## Work instruction:
The answer is the line that contains "Target: woman with gray hair" followed by every later line of the entries below, each repeated exactly, and nothing else.

## Material supplied:
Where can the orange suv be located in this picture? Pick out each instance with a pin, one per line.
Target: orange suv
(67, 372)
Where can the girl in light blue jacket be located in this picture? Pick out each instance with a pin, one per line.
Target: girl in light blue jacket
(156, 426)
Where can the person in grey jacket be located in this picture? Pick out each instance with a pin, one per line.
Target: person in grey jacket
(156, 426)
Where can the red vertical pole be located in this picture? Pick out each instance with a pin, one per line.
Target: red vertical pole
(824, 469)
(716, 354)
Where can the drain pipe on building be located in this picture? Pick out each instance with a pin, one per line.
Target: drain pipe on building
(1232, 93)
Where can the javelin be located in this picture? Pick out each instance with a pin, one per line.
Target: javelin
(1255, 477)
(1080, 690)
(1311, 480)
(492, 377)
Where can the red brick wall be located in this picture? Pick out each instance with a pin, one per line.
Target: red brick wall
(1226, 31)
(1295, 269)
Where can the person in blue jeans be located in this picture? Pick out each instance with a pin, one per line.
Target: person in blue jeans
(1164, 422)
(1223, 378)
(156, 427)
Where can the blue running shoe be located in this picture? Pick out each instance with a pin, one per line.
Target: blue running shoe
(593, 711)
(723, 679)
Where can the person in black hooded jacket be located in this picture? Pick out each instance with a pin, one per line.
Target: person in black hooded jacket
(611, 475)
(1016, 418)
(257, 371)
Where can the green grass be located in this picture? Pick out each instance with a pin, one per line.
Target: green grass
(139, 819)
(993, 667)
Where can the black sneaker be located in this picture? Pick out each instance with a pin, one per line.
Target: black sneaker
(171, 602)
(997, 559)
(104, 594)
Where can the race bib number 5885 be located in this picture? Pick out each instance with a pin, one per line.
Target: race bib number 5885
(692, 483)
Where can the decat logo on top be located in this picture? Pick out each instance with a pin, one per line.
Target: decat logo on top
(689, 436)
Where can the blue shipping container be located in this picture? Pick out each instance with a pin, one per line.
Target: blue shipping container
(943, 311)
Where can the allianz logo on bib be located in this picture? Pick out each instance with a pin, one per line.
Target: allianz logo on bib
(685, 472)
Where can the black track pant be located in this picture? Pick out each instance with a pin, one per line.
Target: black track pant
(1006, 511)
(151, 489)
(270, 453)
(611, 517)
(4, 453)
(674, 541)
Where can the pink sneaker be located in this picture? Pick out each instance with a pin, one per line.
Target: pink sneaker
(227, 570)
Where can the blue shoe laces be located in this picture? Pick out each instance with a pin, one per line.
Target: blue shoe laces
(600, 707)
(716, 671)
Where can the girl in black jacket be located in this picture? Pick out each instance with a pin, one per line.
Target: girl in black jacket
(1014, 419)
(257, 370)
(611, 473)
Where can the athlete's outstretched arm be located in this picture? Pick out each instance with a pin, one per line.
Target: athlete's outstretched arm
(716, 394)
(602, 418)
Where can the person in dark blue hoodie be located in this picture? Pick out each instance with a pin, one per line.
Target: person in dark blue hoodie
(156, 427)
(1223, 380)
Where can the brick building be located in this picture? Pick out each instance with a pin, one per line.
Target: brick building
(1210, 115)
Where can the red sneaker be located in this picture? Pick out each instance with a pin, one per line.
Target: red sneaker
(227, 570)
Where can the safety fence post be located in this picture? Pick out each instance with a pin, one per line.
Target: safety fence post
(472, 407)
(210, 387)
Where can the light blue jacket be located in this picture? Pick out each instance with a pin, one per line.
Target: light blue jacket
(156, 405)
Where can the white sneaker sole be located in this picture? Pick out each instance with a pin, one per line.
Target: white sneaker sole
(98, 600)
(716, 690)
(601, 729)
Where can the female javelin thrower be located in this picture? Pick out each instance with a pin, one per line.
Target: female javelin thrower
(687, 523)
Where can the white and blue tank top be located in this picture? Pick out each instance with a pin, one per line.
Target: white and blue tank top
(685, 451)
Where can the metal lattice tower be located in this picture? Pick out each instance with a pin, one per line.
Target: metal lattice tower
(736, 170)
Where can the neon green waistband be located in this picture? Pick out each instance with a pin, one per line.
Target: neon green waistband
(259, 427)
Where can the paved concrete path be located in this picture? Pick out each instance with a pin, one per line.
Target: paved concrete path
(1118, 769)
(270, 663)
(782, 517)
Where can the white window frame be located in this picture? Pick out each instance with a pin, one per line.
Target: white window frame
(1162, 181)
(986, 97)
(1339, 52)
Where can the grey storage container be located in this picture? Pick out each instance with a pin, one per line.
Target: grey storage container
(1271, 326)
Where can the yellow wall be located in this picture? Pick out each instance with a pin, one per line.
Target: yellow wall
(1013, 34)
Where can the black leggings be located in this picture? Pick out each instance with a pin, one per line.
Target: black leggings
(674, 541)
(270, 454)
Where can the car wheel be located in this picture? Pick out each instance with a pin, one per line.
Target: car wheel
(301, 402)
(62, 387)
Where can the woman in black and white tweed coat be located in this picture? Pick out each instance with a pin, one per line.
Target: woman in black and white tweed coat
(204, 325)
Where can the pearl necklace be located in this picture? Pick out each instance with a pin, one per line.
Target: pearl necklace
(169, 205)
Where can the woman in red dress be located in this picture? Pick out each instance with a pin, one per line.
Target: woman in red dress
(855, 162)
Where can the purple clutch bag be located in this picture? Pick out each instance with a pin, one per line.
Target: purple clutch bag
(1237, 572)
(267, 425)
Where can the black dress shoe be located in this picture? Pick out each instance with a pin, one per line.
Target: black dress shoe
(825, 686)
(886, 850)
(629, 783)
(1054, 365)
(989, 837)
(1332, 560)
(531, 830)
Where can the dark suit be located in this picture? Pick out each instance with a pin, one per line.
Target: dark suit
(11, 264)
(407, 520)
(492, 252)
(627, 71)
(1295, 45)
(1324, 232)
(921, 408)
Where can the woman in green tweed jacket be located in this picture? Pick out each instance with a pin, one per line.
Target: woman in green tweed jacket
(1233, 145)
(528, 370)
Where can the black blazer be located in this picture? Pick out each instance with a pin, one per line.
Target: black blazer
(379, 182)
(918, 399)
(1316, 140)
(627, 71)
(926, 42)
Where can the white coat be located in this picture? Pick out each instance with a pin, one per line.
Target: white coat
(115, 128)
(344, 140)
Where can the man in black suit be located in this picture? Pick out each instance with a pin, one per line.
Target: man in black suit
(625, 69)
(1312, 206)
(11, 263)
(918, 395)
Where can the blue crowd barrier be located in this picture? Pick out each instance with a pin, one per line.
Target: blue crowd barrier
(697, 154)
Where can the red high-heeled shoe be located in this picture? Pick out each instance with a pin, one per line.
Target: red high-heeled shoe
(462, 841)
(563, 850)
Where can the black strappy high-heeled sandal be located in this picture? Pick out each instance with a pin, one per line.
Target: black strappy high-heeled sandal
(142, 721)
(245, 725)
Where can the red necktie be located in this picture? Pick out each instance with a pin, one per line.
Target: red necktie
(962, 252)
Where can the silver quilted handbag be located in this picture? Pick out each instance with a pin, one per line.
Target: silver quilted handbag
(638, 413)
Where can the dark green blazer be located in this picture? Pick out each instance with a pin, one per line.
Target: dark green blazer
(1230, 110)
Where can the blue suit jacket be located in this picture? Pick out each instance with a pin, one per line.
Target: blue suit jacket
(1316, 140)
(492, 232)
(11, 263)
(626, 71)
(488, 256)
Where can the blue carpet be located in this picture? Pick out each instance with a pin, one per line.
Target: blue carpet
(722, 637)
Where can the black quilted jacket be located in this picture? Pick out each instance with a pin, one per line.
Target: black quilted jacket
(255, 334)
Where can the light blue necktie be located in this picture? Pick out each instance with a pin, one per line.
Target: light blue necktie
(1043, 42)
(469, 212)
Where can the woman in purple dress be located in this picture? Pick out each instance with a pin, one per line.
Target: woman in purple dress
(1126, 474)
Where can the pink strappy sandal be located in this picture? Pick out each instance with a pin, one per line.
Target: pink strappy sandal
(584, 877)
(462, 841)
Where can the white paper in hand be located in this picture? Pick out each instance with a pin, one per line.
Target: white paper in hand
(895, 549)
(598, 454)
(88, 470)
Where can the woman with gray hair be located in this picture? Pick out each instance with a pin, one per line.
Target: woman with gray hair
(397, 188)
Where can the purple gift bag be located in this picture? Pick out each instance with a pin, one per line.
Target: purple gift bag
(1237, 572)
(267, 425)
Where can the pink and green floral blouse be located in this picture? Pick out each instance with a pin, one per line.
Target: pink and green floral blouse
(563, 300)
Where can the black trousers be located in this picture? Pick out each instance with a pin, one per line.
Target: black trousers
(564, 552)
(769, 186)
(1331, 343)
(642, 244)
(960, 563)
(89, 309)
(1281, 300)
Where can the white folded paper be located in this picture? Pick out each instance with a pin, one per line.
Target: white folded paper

## Exercise answer:
Target: woman with gray hair
(397, 188)
Where can the purple gift bag be located in this picture? Pick out each instance with a pin, one per line.
Target: purple gift bag
(1237, 572)
(267, 425)
Where can the pink and green floral blouse be located in this picture? Pick out each instance with a pin, one per line.
Target: pink and green floral blouse
(563, 300)
Where can the black trousers be located in this picture? Pick out each instance with a pin, one per line.
Target: black trousers
(564, 552)
(769, 186)
(1331, 343)
(642, 244)
(960, 563)
(89, 309)
(1281, 300)
Where can the white folded paper be located in this picture? Pick out each instance with a pin, one per line.
Target: white folded paper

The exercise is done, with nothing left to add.